# [DIRECTIONS]
Copy every line of the data exactly, leaving nothing out.

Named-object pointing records
========

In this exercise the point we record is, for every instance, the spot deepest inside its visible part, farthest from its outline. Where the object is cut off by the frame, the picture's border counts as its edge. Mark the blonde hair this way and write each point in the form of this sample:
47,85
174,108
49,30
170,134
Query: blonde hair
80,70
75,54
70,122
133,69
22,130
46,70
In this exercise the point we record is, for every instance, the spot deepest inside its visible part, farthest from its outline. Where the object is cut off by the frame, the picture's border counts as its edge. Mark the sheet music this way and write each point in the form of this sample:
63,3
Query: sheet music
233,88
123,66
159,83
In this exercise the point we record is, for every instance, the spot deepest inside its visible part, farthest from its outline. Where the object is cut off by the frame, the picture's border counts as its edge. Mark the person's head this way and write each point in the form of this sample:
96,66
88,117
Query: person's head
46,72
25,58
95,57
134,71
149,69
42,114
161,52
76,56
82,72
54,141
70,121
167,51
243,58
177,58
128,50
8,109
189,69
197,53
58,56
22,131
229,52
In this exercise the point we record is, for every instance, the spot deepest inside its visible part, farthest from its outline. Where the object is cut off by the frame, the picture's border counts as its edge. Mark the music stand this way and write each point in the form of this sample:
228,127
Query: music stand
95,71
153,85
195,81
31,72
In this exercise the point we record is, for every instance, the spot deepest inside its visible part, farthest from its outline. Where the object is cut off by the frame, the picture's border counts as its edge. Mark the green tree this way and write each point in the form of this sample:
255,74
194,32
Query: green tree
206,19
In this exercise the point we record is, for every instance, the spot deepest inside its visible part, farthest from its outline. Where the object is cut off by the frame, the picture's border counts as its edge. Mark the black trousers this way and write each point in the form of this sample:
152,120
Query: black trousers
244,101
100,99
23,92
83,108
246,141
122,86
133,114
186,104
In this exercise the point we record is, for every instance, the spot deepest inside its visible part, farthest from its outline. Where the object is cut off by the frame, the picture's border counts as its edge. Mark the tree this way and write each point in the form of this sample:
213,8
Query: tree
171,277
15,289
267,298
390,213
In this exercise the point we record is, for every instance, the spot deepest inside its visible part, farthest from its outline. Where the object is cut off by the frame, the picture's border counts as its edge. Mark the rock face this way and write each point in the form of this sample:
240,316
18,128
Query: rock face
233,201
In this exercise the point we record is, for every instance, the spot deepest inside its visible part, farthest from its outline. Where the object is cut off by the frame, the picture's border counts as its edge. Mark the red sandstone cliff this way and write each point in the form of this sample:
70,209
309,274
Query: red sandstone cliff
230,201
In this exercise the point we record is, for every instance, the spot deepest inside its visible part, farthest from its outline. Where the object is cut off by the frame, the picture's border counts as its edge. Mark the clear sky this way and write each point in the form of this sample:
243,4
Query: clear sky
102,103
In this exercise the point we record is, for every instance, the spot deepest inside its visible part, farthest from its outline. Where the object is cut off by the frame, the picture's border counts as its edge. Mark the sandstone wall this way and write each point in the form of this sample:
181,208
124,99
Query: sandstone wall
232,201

========

# [OUTPUT FOR THIS EXERCISE]
In this exercise the point we record is, for every instance, the spot deepest inside its visible part, farthest from its outline. Where the object is cut off by the frame, the picture's border counts as its edge. Mark the blonde hair this way and write each point in the form of this sample:
47,85
174,108
49,30
170,134
Query: blonde hair
80,70
75,54
70,122
133,69
22,130
46,70
In this exercise the point we record is, for every instance, the spot deepest inside its visible part, farthest from its outline. Where the object is cut off by the frame, the picture's border counts as its edge. Mark the sheet music this way and write each point in the form of this sample:
63,3
Query: sheet music
233,88
123,66
159,83
In this exercise the point we record is, for every instance, the spot deepest inside its visible part, farthest from its outline. Where the object is cut off by the frame, the picture's border counts as its edge. Mark the person's head this way and write each point in the form of this sample:
96,66
88,117
Query: person's head
46,72
25,58
95,57
134,71
149,69
42,114
161,52
76,56
82,72
54,141
70,121
167,51
243,58
177,58
128,50
8,109
189,69
197,53
58,56
22,131
229,52
In this exercise the point we record is, for every instance, the spot deepest inside its visible part, farthest from its outline. Where the object is cut off by the frame, the picture's border counts as its edge. Mark the music stand this way and write each point in the form of this sample:
228,127
Query: music stand
95,71
153,85
195,81
31,72
In this exercise the point we record is, for every instance, the spot deepest inside its visible part, farthest from its outline. Where the object is cut off by the frame, the picture's border counts as its edge. Mark the green tree this way and write each point in the form of this sample:
255,74
194,32
Query: green tree
206,19
In this exercise the point we record is, for every instance, the spot deepest inside its visible part, farthest from its outline. Where the object is cut off by the frame, the picture's border counts as its edge. Mark the black trousers this way and write each point in the form of this sample:
152,120
Query: black trousers
244,101
100,99
23,92
83,108
246,141
122,86
133,114
186,104
In this exercise the point we record is, for every instance, the spot deepest inside its visible part, farthest from its outline. Where the object is cut off by the frame, the picture's border counts as its edge. Mark the tree this way and write each point in the form of this sample:
213,8
Query: tree
171,277
15,289
267,298
390,213
In this exercise the point we record is, for every instance, the spot deepest inside its visible part, farthest from its outline. Where the object is cut off by the frame, the picture's border counts as its edge. Mark the rock face this way and write each point in the form of this sample:
240,316
18,128
Query: rock face
233,201
In this exercise the point we record is, for every instance, the spot deepest inside its visible part, farthest from its outline. Where the object is cut off by the frame, the picture's border counts as its edge. Mark the red sandstone cliff this way and write each point in the form of this sample:
70,209
309,274
Query: red sandstone cliff
230,201
In this exercise the point we record is, for every instance, the spot deepest inside its visible part, farthest from its outline. Where the object is cut off by the frame, the picture's border counts as its edge. Mark the clear sky this way and write each point in the form of this sample:
243,4
Query: clear sky
102,103
In this exercise the point we record is, for every instance, the spot deepest inside its visible part, farthest from its outline. Where the object is cut off by the frame, the picture's border counts as its edge. Mark the sandstone wall this way and write each point in the form of this sample:
181,208
124,99
Query: sandstone wall
232,201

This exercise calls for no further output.